▶ _ASSIGNMENT_
Every line from the one containing "<point>323,52</point>" to the one containing "<point>809,440</point>" in the records below, both included, must be set down exactly, and no other line.
************
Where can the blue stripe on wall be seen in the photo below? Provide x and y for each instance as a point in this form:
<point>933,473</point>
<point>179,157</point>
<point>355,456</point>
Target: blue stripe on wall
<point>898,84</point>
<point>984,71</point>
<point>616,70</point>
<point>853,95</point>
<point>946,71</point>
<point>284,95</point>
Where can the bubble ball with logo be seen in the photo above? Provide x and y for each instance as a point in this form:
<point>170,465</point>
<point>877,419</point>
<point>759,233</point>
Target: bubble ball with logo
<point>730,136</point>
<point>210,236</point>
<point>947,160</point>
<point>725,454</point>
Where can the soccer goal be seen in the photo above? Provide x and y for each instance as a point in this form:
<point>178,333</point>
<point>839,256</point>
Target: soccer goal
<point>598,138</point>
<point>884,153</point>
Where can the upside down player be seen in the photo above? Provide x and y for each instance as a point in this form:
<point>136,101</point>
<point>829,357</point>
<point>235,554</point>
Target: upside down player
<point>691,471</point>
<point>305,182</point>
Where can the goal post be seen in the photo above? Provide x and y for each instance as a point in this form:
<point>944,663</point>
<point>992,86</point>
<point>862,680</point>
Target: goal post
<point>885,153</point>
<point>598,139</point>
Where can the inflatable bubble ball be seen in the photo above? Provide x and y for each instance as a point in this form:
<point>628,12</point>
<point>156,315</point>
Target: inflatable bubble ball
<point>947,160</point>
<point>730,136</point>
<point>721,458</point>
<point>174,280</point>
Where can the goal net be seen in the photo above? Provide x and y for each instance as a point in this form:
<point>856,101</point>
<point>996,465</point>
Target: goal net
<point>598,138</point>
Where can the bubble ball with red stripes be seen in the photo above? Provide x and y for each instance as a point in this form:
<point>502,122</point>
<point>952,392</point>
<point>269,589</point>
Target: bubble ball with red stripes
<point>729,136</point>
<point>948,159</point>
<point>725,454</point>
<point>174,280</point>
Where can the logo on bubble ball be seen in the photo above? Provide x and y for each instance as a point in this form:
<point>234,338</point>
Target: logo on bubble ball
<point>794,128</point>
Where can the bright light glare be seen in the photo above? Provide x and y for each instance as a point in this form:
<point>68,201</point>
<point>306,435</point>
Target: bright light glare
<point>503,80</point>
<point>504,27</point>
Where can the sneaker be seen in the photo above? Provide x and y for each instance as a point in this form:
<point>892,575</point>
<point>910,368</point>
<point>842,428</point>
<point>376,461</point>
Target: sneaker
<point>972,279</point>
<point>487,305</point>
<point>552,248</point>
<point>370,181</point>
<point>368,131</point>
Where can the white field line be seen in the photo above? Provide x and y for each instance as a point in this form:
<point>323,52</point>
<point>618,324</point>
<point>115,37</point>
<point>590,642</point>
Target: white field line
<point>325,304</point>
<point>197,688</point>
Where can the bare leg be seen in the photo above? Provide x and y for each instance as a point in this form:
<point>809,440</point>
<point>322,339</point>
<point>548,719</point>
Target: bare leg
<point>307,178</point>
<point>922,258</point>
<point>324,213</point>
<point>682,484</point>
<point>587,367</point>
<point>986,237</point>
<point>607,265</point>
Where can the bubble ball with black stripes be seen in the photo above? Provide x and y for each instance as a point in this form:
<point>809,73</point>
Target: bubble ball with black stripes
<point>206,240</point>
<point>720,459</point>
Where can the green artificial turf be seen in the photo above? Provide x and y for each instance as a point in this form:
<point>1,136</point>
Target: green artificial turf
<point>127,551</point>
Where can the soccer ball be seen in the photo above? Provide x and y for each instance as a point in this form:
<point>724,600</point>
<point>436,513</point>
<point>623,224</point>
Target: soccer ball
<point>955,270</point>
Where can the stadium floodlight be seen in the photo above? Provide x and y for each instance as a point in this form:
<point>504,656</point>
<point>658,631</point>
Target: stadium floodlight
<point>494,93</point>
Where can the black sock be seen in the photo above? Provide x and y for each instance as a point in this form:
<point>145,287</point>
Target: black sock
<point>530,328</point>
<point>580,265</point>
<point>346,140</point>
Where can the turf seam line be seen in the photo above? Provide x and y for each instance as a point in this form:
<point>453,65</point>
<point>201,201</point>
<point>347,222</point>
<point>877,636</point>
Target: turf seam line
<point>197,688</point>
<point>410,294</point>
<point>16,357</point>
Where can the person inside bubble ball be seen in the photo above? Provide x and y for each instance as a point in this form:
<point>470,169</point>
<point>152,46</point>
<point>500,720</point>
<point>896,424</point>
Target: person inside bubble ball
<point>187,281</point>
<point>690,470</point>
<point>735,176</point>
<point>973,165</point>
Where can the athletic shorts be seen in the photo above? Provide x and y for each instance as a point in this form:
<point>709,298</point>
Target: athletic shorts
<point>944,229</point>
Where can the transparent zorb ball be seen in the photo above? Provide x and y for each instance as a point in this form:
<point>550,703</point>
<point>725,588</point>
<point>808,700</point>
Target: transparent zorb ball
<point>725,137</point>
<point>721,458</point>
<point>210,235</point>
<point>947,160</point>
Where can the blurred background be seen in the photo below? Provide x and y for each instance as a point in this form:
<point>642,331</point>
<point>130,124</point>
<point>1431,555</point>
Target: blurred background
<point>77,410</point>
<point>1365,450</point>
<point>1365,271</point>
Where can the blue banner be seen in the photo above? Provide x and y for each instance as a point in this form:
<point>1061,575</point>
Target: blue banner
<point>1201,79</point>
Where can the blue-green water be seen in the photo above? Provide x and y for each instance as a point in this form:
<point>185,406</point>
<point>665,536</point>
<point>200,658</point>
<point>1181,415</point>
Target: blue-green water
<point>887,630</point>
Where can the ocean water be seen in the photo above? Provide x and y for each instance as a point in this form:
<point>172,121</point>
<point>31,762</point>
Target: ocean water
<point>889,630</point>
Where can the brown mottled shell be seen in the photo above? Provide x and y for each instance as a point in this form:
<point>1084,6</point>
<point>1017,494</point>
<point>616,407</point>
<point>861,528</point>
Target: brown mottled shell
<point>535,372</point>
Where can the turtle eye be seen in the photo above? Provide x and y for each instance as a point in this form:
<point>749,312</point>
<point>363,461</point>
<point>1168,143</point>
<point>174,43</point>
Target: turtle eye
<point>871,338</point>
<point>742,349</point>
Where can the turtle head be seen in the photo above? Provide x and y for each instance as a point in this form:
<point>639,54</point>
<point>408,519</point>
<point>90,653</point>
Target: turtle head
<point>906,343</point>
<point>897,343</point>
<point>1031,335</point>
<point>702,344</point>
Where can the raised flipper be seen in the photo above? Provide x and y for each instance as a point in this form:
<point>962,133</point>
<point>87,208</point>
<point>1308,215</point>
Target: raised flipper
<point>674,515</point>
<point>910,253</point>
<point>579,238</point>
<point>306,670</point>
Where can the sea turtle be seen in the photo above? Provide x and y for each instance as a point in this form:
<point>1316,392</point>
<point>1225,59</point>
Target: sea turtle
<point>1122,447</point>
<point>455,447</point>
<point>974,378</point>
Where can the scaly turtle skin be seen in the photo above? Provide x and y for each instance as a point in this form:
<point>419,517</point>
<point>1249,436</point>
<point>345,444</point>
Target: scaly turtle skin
************
▶ _SOLVED PROBLEM_
<point>323,52</point>
<point>618,324</point>
<point>115,37</point>
<point>590,642</point>
Target: white field line
<point>325,304</point>
<point>197,688</point>
Where can the bare leg be seen in the photo above? Provide x and y for each instance as a point in this form:
<point>809,440</point>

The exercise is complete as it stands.